### PASSAGE TO READ:
========================================

Center for Security Research

The history of America's long struggle with the Soviet Union, which ended with its collapse in 1991, was often poorly understood at the time, and remains so today.  Long-classified documents shed important light on the many dimensions of the struggle, and ERI's Center for Security Research was founded in 1988 to provide a collection point for historical data on the Cold War.

A key collection of information is the Silvermaster File, containing more than 26,000 pages of documents relating to the FBI's investigation of the penetration of U.S. Government agencies during the Cold War. The Education and Research Institute has obtained much of the file's contents through the Freedom of Information Act, and makes it available here, for the use of historians and researchers seeking a fuller and more complete understanding of Soviet espionage in the United States.

Click HERE for a web page with links to Silvermaster File documents that have been posted thus far.

========================================

Excerpts from location labeling data
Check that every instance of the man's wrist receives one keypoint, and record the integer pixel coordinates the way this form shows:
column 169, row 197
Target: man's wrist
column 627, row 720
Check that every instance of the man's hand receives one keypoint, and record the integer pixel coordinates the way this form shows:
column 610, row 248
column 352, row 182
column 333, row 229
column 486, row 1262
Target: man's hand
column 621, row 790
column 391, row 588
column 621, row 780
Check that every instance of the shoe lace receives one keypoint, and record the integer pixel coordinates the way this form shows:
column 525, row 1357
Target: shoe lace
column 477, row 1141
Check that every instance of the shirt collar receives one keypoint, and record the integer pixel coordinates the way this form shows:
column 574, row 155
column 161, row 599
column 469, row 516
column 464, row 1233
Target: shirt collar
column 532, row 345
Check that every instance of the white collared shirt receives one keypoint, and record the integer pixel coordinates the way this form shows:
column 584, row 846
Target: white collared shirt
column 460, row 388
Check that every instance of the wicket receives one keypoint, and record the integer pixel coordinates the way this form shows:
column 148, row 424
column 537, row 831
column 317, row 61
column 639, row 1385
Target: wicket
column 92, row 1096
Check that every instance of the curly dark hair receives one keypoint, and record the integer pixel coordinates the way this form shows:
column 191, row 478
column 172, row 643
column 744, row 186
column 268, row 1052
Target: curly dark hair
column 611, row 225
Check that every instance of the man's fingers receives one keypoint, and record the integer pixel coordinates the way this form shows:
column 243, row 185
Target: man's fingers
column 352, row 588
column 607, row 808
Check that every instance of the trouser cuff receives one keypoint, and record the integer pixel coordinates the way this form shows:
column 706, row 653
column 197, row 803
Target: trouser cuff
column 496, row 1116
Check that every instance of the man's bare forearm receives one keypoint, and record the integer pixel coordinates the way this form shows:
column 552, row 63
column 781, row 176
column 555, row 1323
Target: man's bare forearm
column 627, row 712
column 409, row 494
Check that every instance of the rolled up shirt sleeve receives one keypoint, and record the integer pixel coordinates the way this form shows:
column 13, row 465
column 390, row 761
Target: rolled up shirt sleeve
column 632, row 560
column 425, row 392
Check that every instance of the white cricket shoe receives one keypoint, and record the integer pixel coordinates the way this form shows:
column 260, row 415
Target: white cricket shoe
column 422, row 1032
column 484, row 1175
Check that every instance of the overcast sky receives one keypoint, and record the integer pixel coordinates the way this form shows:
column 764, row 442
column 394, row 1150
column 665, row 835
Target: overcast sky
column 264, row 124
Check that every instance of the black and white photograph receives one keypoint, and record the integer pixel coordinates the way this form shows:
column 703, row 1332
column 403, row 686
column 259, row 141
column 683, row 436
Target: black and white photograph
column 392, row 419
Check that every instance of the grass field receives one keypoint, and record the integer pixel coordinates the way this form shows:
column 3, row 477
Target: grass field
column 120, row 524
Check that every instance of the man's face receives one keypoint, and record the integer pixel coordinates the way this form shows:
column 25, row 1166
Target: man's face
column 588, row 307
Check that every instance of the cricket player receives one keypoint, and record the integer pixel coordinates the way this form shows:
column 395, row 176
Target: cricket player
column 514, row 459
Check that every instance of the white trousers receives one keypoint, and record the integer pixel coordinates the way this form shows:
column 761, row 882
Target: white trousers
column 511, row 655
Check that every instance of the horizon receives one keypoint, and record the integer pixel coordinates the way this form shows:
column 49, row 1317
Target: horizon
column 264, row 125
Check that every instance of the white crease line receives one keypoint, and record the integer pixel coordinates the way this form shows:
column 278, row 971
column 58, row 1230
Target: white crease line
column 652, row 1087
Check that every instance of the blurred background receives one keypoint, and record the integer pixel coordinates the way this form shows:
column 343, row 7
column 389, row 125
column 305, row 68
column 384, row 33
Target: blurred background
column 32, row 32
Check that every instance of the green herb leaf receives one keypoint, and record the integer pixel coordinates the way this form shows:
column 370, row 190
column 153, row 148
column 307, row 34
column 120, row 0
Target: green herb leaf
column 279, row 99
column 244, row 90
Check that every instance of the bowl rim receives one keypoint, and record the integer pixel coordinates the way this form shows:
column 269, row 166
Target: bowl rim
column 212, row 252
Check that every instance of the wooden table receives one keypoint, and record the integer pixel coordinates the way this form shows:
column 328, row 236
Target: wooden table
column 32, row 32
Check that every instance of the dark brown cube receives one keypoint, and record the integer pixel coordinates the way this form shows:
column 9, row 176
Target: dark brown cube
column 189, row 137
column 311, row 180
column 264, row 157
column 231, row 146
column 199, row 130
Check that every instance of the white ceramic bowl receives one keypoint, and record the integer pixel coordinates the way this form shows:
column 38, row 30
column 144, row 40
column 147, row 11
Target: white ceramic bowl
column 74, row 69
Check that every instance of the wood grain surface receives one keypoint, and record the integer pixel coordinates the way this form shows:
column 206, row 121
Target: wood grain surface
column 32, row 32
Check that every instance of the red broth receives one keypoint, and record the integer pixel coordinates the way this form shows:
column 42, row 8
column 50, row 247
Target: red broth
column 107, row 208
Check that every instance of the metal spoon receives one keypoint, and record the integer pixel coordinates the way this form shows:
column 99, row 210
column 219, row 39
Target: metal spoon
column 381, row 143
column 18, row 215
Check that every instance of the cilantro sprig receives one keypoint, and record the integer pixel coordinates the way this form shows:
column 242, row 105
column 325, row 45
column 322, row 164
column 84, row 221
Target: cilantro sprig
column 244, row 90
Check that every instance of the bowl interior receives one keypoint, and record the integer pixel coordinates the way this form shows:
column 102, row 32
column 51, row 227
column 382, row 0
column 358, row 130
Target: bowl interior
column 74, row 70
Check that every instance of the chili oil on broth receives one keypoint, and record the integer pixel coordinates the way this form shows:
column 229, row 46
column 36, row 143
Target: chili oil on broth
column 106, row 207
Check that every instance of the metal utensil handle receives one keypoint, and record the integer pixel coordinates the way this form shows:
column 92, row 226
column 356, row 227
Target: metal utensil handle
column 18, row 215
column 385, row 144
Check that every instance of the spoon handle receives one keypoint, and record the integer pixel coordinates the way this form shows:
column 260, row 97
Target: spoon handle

========================================

### WHAT YOU WILL DO:
• 1. In the Center for Security Research passage, translate this sentence into Spanish: "A key collection of information is the Silvermaster File, containing more than 26,000 pages of documents relating to the FBI's investigation of the penetration of U.S. Government agencies during the Cold War."
• 2. Answer these questions using the Center for Security Research passage:
(a) In what year was the Center for Security Research founded?
(b) How many pages of documents does the Silvermaster File contain?
(c) Through what law did the Education and Research Institute obtain much of the file's contents?
• 3. Write out the Center for Security Research passage word for word from "The history of" to "on the Cold War.".

### ANSWERS FOR THIS EXERCISE:
• 1. Una colección clave de información es el Archivo Silvermaster, que contiene más de 26.000 páginas de documentos relacionados con la investigación del FBI sobre la infiltración en agencias del Gobierno de EE. UU. durante la Guerra Fría.

• 2.
(a) 1988
(b) More than 26,000 pages
(c) The Freedom of Information Act

• 3.
The history of America's long struggle with the Soviet Union, which ended with its collapse in 1991, was often poorly understood at the time, and remains so today.  Long-classified documents shed important light on the many dimensions of the struggle, and ERI's Center for Security Research was founded in 1988 to provide a collection point for historical data on the Cold War.